**Short exercise**
How many lines in the data below contain the word "leaf"? Reply with the number alone.
** Start of Task input **
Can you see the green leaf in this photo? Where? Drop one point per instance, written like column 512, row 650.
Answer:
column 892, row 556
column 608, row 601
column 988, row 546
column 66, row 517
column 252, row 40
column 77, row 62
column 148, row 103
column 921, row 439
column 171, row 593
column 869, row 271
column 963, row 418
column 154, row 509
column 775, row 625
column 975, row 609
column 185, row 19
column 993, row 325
** End of Task input **
**Reply**
1